En apesanteur

19 mars 2024

A Star Is Born

Si Benoît Deper passe une bonne partie de ses journées la tête dans les étoiles, le jeune CEO n’en a pas moins les pieds bien ancrés sur terre. Produit wallon de la Silicon Valley passé par la NASA et l’ESA, c’est de son observation sans concession des grandes agences spatiales qu’il a imaginé le fonctionnement d’Aerospacelab : fabriquer des satellites hyper compétitifs, sans transiger sur les performances. Une prouesse rendue possible grâce à des ingénieurs de haut niveau, une verticalisation de la production et une gouvernance no nonsense. Une vision claire, alimentée par des ambitions stratosphériques qui se traduisent par une croissance éclair et valent à la jeune société d’entamer la construction, à Charleroi, de la plus grande usine de satellites en Europe et la troisième à l’échelle mondiale, après SpaceX et Amazon.

(Not) Rocket Science

 

À mi-chemin entre la start-up playful et le bureau d’étude aseptisé, Aerospacelab incarne la dualité du projet porté par Benoît Deper, où Nintendo Switch, sofas et Spirou magazines à la machine à café tranchent avec des bureaux classiques, où des impressions laser A4 de Pokémons aux noms variés servent à identifier les différentes salles de réunions. Déménagement oblige, la société a paré au plus pressé. Un style de vie no bullshit qui va à l’essentiel et dont l’entrepreneur a fait un mantra aujourd’hui à l’origine de sa success story.

Ingénieur dans de larges structures, Benoît s’e­st rapidement retrouvé aux premières loges pour observer toute la complexité et l’inertie dont peuvent faire preuve les grandes institutions, autour desquelles s’agite une galaxie de PME spécialisées et d’ensembliers. Un constat sans appel vis-à-vis de la bureaucratie qui a poussé le jeune entrepreneur à repenser le modèle, en partant de son expérience dans la Silicon Valley, où la prise de risque et le souhait d’innover priment sur les procédures longues et fastidieuses. C’est que Benoit Deper préfère consacrer ses ressources humaines à produire directement ce dont il a besoin et à maitriser sa chaine de production en vue de garantir des performances optimales et des coûts maitrisés.

Aerospacelab

L’industrie spatiale est historiquement construite sur des partenariats et des montages industriels alambiqués, ce qui est très rapidement insupportable

Benoît Deper, CEO d’Aerospacelab.

Un réalisme que rien ne semble pouvoir faire dévier de sa trajectoire : « Je me suis dit que ça n’avait pas l’air si compliqué que ça, au final, de travailler seul, alors j’ai décidé de créer Aerospacelab. Et très rapidement, on s’est rendu compte que les performances étaient au rendez-vous ». Une approche qui n’empêche pas la société de collaborer avec des tiers pour tout ce qui échappe à son champ d’action, comme lorsque Aerospacelab travaille avec SpaceX, l’entreprise d’astronautique fondée par Elon Musk : « Nous ne développons pas de fusées pour l’envoi de nos satellites en orbite, nous nous sommes donc tournés vers SpaceX, avec qui la relation est très simple : nous payons pour un service qu’ils proposent ».

__Données enregistrées__
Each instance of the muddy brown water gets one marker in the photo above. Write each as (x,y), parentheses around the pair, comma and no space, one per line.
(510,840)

__Problèmes à résoudre__
(a) Recopiez mot pour mot, dans l'article sur Aerospacelab, tout le passage allant de « 19 mars 2024 » jusqu'à « SpaceX et Amazon. ».
(b) D'après l'article sur Aerospacelab, dans quelle ville la société entame-t-elle la construction de la plus grande usine de satellites en Europe ?

__Réponses par tâche__
(a)
19 mars 2024

A Star Is Born

Si Benoît Deper passe une bonne partie de ses journées la tête dans les étoiles, le jeune CEO n’en a pas moins les pieds bien ancrés sur terre. Produit wallon de la Silicon Valley passé par la NASA et l’ESA, c’est de son observation sans concession des grandes agences spatiales qu’il a imaginé le fonctionnement d’Aerospacelab : fabriquer des satellites hyper compétitifs, sans transiger sur les performances. Une prouesse rendue possible grâce à des ingénieurs de haut niveau, une verticalisation de la production et une gouvernance no nonsense. Une vision claire, alimentée par des ambitions stratosphériques qui se traduisent par une croissance éclair et valent à la jeune société d’entamer la construction, à Charleroi, de la plus grande usine de satellites en Europe et la troisième à l’échelle mondiale, après SpaceX et Amazon.

(b) À Charleroi.